▸ **TEXTE À LIRE**:
»»
Quinze ans qu'Alun Wyn Jones s'est installé dans le pack du pays de Galles, quinze ans que ses mots sont aussi prudemment choisis que ses gestes dans un ruck. Pour se projeter sur le France - Galles de ce soir, le capitaine a évoqué «un match relativement important». À chacun sa théorie de la relativité, hein, quand on est à la veille d'un possible quatrième Grand Chelem personnel, soit un de plus que l'Irlande ou l'Écosse, un total qui vous place dans une catégorie unique, alors qu'on a déjà un record mondial, celui de sélections, chipé à Richie McCaw (156, dont 9 avec les Lions britanniques et irlandais, contre 148).
Alors pour perdre tout sens de la mesure, et prendre celle du deuxième-ligne de 35 ans, il vaut mieux s'égarer dans l'atelier de Richard Hughes, à Pontypridd, à une vingtaine de kilomètres de Cardiff. Depuis qu'il a 17 ans, Richard, maintenant sexagénaire, a repris l'inspiration de son père, John, et sculpte des petites figurines de sportifs, essentiellement des rugbymen. Et Alun Wyn Jones s'est, au fil de ses succès, fait une place à part. Le Grand Chelem 2019 lui avait ainsi soufflé son dernier "Grogg", le nom de ces statuettes qu'il façonne dans l'argile après avoir disséqué les attitudes des joueurs.
Il y a deux ans, Richard avait d'abord dû lutter contre le mal du supporter, cette angoisse terrible qui l'étreint avant les matches. «J'avais fui, le jour de Galles-Irlande, mais j'avais quand même regardé le match au lit, dans la chambre d'un pub d'Oxford... sourit-il. Et j'ai vu Alun, quand il portait le trophée, faire ce geste avec ses doigts, un trois, pour signifier que c'était son troisième Grand Chelem. J'ai tout de suite su que c'était comme ça que j'allais faire son prochain Grogg ! Comme Alun est quelqu'un de modeste, je suis sûr que dès qu'il a réalisé qu'il avait fait ce geste, il s'est demandé : "Oh non, est-ce que j'ai vraiment fait ça ? C'est un peu trop pour moi !" Mais je n'ai pas pu résister !»
««
▸ **DONNÉES FOURNIES**:
»»
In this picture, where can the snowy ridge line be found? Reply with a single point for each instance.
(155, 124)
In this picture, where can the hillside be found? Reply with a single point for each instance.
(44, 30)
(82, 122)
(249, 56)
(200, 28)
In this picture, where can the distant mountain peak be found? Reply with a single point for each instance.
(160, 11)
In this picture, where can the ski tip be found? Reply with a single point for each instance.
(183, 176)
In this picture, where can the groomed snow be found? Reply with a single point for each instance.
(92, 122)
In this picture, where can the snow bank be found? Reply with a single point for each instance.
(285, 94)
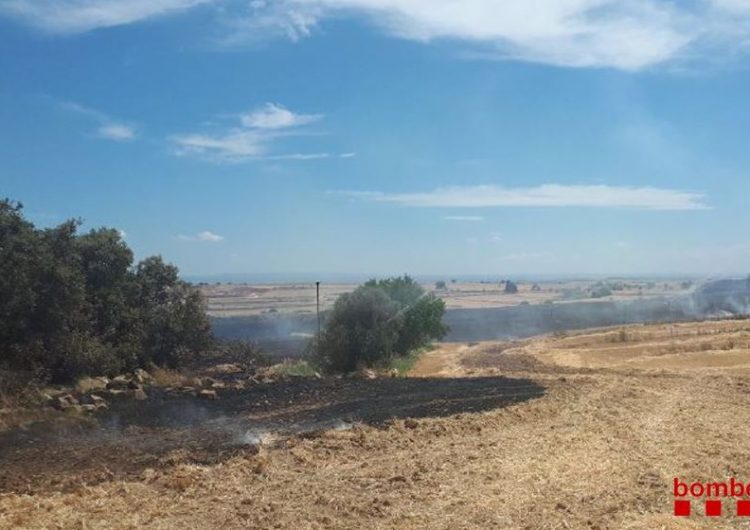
««
▸ **ÉNONCÉ**: Recopiez le passage du texte sur Alun Wyn Jones qui commence aux mots «Alors pour perdre» et se termine après «attitudes des joueurs.». Les items proviennent d'une autre source.

▸ **BONNE RÉPONSE**:
Alors pour perdre tout sens de la mesure, et prendre celle du deuxième-ligne de 35 ans, il vaut mieux s'égarer dans l'atelier de Richard Hughes, à Pontypridd, à une vingtaine de kilomètres de Cardiff. Depuis qu'il a 17 ans, Richard, maintenant sexagénaire, a repris l'inspiration de son père, John, et sculpte des petites figurines de sportifs, essentiellement des rugbymen. Et Alun Wyn Jones s'est, au fil de ses succès, fait une place à part. Le Grand Chelem 2019 lui avait ainsi soufflé son dernier "Grogg", le nom de ces statuettes qu'il façonne dans l'argile après avoir disséqué les attitudes des joueurs.